Extracted text:
┌────────
Telehealth - Is it hype or reality?
Telehealth - Is it hype or reality?
Healthcare is progressing down a road toward more simplicity, affordability, and efficiency. A commonly talked about term in the medical industry is – telehealth or telemedicine. Telehealth introduces a entirely new and modernized healthcare technique and fosters better therapy procedures while possibly maintaining work-life balance.
Telehealth promotes use of electronic health records, online support groups, digital communication, remote patient monitoring, online video visits or e-visits, patient engagement, medical device integration and more. The most potentially lucrative of the advantages of telehealth services is "telehealth visits". Telehealth capabilities can reduce complexities of multiple trips to the physician and eased medical care procedures has great potential, is showing signs of success and promise. It is not only for patients either - providers can gain competitive advantages over peers by expanding their geographic coverage, streamlining care operations leading to more patient care, higher patient satisfaction, and turning on-call hours to billable hours.
There are successes happening in terms of patient accessibility, convenience, provider to provider collaboration, and transforming from reactive patient care to proactive patient care.
What is telehealth?
Over 90% of the medical practitioners say they have adopted "telemedicine", or telehealth, in some form to sustain in the competitive market where success is determined by such innovative, user-intuitive factors. However - the definition of "telehealth" includes a very broad definiton of technologies -- some providers claim that they are using "telehealth" when in reality - they are using the telephone or internet access for simple online billing access. We do not consider those examples "leading edge" telehealth, and most patients or industry people would not either. Some industry studies also include Fitbit or other health and fitness tracking devices in their statistics for the "90%" usage statistic. There are definitely benefits and technically that is "telehealth", but when we think of leading edge telehealth -- we think of it more in more complex patient care path activities and collaboration.
We believe that it's currently a much lower percentage that are using video visits, remote monitoring techniques, and medical device digital integrations in significant medical patient situations.
However - those more complex and monitoring scenarios will increase dramatically over the next 1-5 years. Moreover, patients are more inclined towards treatment procedures that are aligned with technological advancements and would welcome a better and more oversight "after the leave the clinic", and will begin to expect more technology involvement to adapt to their schedules and help them and their loved ones to better and healthier lives.
There is no doubt though that telehealth video visits, digital communication, and remote coordination have defined a more convenient, safe, and affordable way of communicating to the healthcare provider, and for providers to communicate with patients.
So there is much more to come in the future from telehealth capabilities.
Who really benefits - patient or providers?
As the name indicates, telehealth visits include a doctor examining his patients through video i.e. both – the doctor and the patient do not need to be in the same examination room. It's more convenient for the patient, more convenient for the provider, may not require physical clinic space costs. With the advancements in mobile devices over the last few years, telemedicine has emerged in even more anytime-anywhere possibilities and convenience.
└────────
Supplied records:
┌────────
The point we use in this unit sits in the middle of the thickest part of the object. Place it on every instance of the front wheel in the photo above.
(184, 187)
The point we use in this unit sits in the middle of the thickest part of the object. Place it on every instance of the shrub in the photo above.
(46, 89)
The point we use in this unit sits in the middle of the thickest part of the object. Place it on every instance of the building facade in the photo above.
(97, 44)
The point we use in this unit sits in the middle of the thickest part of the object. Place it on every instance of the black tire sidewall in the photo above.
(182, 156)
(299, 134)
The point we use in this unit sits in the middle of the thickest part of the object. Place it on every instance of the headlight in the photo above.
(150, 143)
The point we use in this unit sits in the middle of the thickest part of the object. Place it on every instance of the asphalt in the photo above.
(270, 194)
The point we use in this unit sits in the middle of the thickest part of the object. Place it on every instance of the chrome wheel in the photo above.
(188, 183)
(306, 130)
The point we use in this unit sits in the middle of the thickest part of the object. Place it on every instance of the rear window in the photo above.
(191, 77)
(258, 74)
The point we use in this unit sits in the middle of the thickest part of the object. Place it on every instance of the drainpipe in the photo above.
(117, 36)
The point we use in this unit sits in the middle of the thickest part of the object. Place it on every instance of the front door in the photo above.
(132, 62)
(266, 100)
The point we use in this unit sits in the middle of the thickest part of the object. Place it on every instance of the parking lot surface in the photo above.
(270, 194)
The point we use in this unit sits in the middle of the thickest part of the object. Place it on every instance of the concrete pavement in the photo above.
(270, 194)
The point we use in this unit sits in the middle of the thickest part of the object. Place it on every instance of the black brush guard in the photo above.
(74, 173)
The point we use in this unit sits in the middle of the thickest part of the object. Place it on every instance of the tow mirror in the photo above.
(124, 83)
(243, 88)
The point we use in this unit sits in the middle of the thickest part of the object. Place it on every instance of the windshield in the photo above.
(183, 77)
└────────
Exercise tasks:
[a] In the telehealth article, what share of medical practitioners say they have adopted telemedicine in some form?
[b] Reproduce the telehealth article's wording verbatim, starting at "We believe that" and ending at "communicate with patients.".

Exercise solutions:
[a] Over 90% of medical practitioners say they have adopted telemedicine, or telehealth, in some form.

[b]
We believe that it's currently a much lower percentage that are using video visits, remote monitoring techniques, and medical device digital integrations in significant medical patient situations.
However - those more complex and monitoring scenarios will increase dramatically over the next 1-5 years. Moreover, patients are more inclined towards treatment procedures that are aligned with technological advancements and would welcome a better and more oversight "after the leave the clinic", and will begin to expect more technology involvement to adapt to their schedules and help them and their loved ones to better and healthier lives.
There is no doubt though that telehealth video visits, digital communication, and remote coordination have defined a more convenient, safe, and affordable way of communicating to the healthcare provider, and for providers to communicate with patients.